▶ _Materials provided_:
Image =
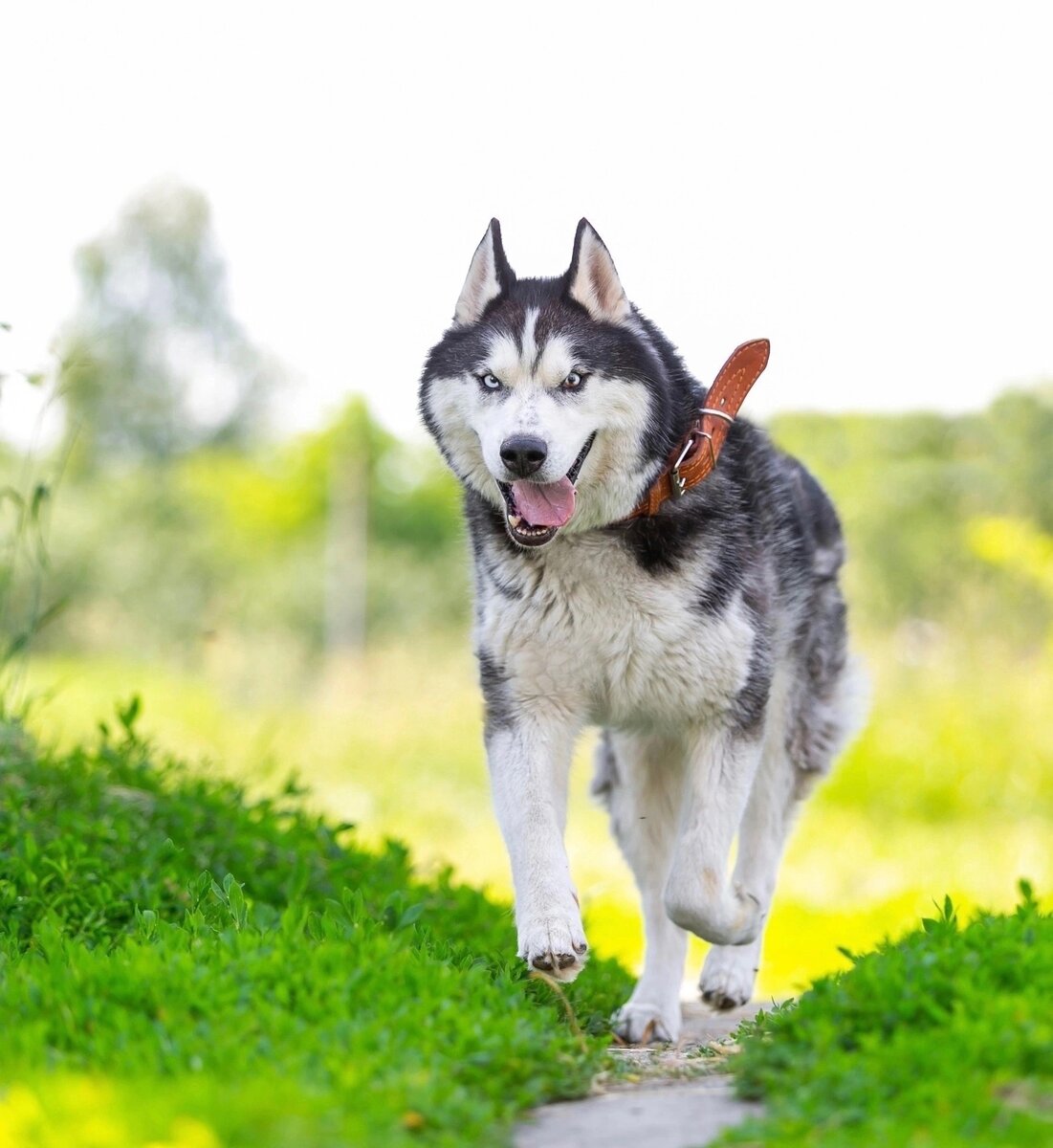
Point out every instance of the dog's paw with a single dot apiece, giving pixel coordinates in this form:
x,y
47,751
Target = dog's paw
x,y
729,975
639,1023
554,945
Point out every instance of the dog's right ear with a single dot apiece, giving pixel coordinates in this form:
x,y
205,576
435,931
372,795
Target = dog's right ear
x,y
488,276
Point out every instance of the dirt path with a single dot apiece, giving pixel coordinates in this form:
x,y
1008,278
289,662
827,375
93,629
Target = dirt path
x,y
674,1097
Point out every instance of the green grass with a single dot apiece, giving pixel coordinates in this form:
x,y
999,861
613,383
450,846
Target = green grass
x,y
939,1039
947,791
180,965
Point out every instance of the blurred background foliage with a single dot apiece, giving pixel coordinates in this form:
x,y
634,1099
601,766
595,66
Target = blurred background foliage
x,y
304,602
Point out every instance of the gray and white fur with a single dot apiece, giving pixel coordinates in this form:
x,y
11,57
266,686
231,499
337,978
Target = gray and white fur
x,y
708,642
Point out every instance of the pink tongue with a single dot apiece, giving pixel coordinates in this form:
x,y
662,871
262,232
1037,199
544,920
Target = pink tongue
x,y
548,504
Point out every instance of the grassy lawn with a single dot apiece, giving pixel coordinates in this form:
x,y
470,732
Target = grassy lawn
x,y
184,968
944,1038
947,791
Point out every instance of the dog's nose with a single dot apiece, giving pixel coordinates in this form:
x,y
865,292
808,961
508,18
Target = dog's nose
x,y
523,453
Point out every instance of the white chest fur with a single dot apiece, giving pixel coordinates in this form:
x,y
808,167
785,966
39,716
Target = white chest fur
x,y
607,642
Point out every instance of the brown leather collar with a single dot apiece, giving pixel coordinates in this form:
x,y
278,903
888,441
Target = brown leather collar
x,y
691,462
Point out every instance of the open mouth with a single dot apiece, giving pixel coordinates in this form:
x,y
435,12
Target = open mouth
x,y
535,511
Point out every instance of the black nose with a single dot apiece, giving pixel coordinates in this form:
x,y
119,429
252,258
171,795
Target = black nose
x,y
523,453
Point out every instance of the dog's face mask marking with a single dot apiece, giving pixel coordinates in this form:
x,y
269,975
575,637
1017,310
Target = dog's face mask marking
x,y
541,394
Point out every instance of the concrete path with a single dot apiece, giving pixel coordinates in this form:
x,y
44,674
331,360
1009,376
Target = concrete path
x,y
677,1097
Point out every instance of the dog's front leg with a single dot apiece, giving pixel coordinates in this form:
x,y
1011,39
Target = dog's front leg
x,y
529,762
699,896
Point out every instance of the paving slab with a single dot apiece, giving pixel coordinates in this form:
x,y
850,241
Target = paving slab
x,y
679,1099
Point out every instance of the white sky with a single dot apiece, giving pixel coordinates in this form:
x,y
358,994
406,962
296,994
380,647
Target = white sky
x,y
868,185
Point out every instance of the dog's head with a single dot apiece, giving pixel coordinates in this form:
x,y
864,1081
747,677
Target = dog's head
x,y
550,396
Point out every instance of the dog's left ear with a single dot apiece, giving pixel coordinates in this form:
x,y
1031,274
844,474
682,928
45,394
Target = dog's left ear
x,y
488,276
593,280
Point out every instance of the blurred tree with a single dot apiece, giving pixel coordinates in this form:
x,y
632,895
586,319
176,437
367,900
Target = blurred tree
x,y
153,362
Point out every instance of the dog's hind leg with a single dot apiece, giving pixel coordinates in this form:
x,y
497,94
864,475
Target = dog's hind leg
x,y
730,970
642,780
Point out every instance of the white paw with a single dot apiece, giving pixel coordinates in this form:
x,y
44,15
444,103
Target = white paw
x,y
639,1023
729,975
554,944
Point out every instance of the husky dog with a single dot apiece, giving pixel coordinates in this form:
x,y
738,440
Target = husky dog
x,y
708,641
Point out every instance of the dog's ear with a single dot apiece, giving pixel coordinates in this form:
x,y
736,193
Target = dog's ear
x,y
488,276
593,280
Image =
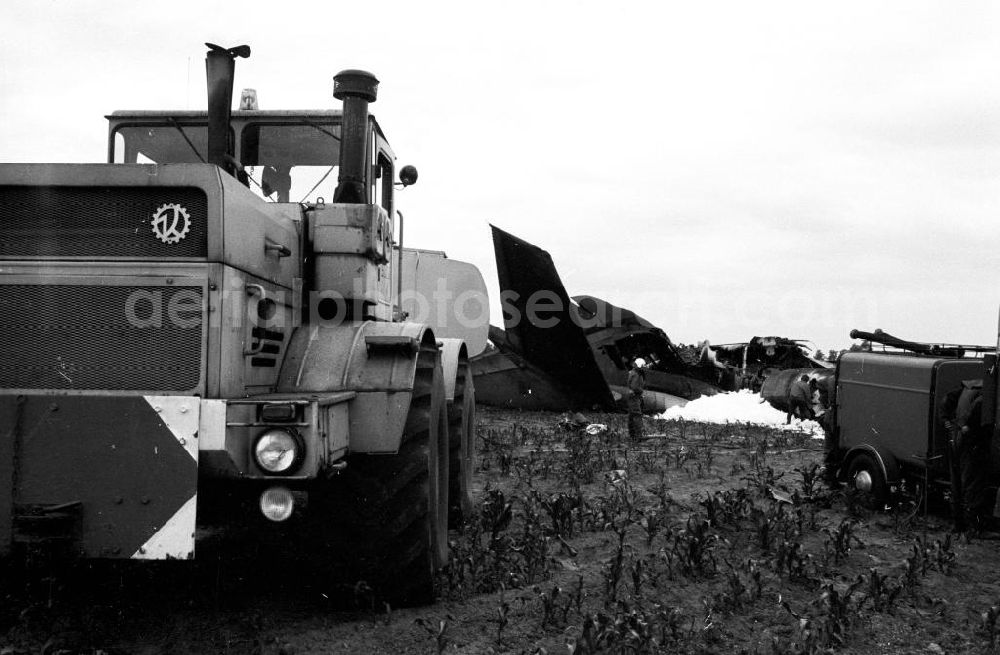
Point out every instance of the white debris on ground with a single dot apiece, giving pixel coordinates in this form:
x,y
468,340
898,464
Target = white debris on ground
x,y
740,407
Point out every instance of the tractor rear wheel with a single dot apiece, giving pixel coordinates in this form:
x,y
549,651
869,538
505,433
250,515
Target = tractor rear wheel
x,y
388,513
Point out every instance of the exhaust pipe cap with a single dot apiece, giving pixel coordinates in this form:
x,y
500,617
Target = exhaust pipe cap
x,y
355,83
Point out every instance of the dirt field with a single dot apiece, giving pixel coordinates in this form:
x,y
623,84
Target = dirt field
x,y
700,539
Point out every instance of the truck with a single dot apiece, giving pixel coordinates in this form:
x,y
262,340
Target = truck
x,y
198,340
887,425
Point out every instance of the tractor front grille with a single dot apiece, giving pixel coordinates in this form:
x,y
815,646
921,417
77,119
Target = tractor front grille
x,y
101,337
102,221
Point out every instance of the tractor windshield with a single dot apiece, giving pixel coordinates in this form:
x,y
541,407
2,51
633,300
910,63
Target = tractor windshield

▶ _Work item_: Make an exact copy of all the material, but keep the pictures out of it.

▶ _Task output_:
Image =
Point out every instance of the dog's paw with a single dot apiece, giving pixel coordinates in this form:
x,y
47,751
Target = dog's paw
x,y
729,975
639,1023
554,945
Point out every instance of the dog's right ear with a single dot apiece, giving pixel coordinates in this form:
x,y
205,576
435,931
372,795
Target = dog's right ear
x,y
488,276
Point out every instance of the dirt path with a single dot apiece, giving pixel coordinates in this form:
x,y
1008,278
289,662
827,375
93,629
Target = dirt path
x,y
674,1097
Point out every instance of the green grass with a single dot apiece, giving pixel coordinates in this form:
x,y
999,861
613,383
450,846
Target = green grass
x,y
939,1039
947,791
180,965
Point out every instance of the blurred background foliage with a single dot apiece, giving pixel coordinates in this form:
x,y
634,1099
601,766
595,66
Target = blurred background foliage
x,y
304,602
Point out every instance of the gray and white fur with a single dot apiece, giving pixel coordinates in this form:
x,y
11,57
266,686
231,499
337,978
Target = gray and white fur
x,y
708,642
Point out every instance of the pink tongue with a single dot apiece, giving pixel coordinates in this form:
x,y
662,871
262,232
1037,199
544,920
Target = pink tongue
x,y
548,504
Point out every instance of the grassy lawn with a single dot apiece, giving pixel coordinates in this form:
x,y
470,732
Target = grassy lawn
x,y
184,968
944,1038
947,791
Point out every instance of the dog's nose with a single dot apiece, giving pixel coordinates in this form:
x,y
865,292
808,961
508,18
Target = dog's nose
x,y
523,453
Point out every instance of the white chest fur with a single dot apiece, giving pixel coordinates in this form:
x,y
808,167
785,966
39,716
Target = white chest fur
x,y
607,642
Point out every instance of the brown leather collar with a single dot apiece, giving pixel coordinates in this form:
x,y
278,903
888,441
Target = brown leather collar
x,y
691,462
Point out every instance of the open mouth with a single dot apiece, giving pixel coordinates in this form:
x,y
435,12
Target = open mouth
x,y
535,511
Point out every instance of the black nose with a single dot apiece, giving pixel coordinates in this form:
x,y
119,429
252,258
171,795
Target = black nose
x,y
523,453
Point out every instance of the dog's face mask marking with a single dot apiece, giving pixel coordinates in this form:
x,y
269,975
575,637
1017,310
Target = dog's face mask marking
x,y
541,394
Point out every instance of the concrete path with a single dot apiece, giving pixel coordinates in this form:
x,y
44,674
331,360
1009,376
Target = concrete path
x,y
677,1097
Point out every instance of the dog's front leg with a single dot apiece, giving pixel coordinates in this form:
x,y
1011,39
Target = dog's front leg
x,y
529,762
699,896
Point out every instance of the paving slab with a single dot apiece, giving pixel coordinates in this form:
x,y
850,241
Target = paving slab
x,y
679,1099
Point out every instance of the white sky with a single dot apiece, giving pixel coordinates in this form:
x,y
358,994
406,962
296,994
380,647
Target = white sky
x,y
868,185
Point out every instance of the dog's head with a single dot apiece, giving pixel coordinates in this form:
x,y
864,1081
747,677
Target = dog's head
x,y
550,396
Point out every instance of the dog's left ear with a single dot apiece, giving pixel coordinates in this form:
x,y
1031,274
844,474
682,928
45,394
Target = dog's left ear
x,y
488,276
593,280
Point out every instance of the blurred tree with a single dot apiece, giving pixel coordinates in this form:
x,y
632,895
586,319
176,437
367,900
Target = blurred tree
x,y
153,362
Point out every instance of the dog's hind leg with a single dot apiece, giving pixel coordinates in this form:
x,y
497,94
864,475
Target = dog's hind leg
x,y
730,970
642,780
Point out every instance of the white paw with a single dot apiece, giving pixel coordinates in this form:
x,y
44,15
444,103
Target = white paw
x,y
639,1023
729,975
554,944
Point out every instance of the husky dog with a single dot apiece, giving pixel coordinates in this form:
x,y
738,440
Target = husky dog
x,y
708,641
Point out every instance of the dog's ear with a single dot apiece, giving pixel coordinates in this form:
x,y
736,193
Target = dog's ear
x,y
488,276
593,280
Image =
Point out every instance of the white debris on ground with a single dot apiece, giving pixel coordinates in this form:
x,y
468,340
898,464
Target = white debris on ground
x,y
740,407
Point out every instance of the tractor rear wheel with a single dot apiece, giving pixel coordinates in this form:
x,y
549,651
869,538
505,433
250,515
Target = tractor rear wheel
x,y
388,513
Point out every instance of the exhaust pipe cap with a single dot apiece, giving pixel coordinates in this form:
x,y
500,617
Target = exhaust pipe cap
x,y
355,83
Point out every instance of the dirt field with a single dot apiece, giving pixel coordinates in this form:
x,y
623,84
Target = dirt field
x,y
700,539
Point out every instance of the truck with a single dot apiece, giving pixel coordinates in this form:
x,y
262,340
Target = truck
x,y
198,340
887,425
Point out every instance of the tractor front grille with a single dot apiece, giving pixel coordinates in this form:
x,y
815,646
921,417
77,119
Target = tractor front grille
x,y
101,337
102,221
Point out every instance of the tractor windshield with a single dot apiece, giving pixel coordinates in this form:
x,y
541,407
2,51
633,300
910,63
Target = tractor windshield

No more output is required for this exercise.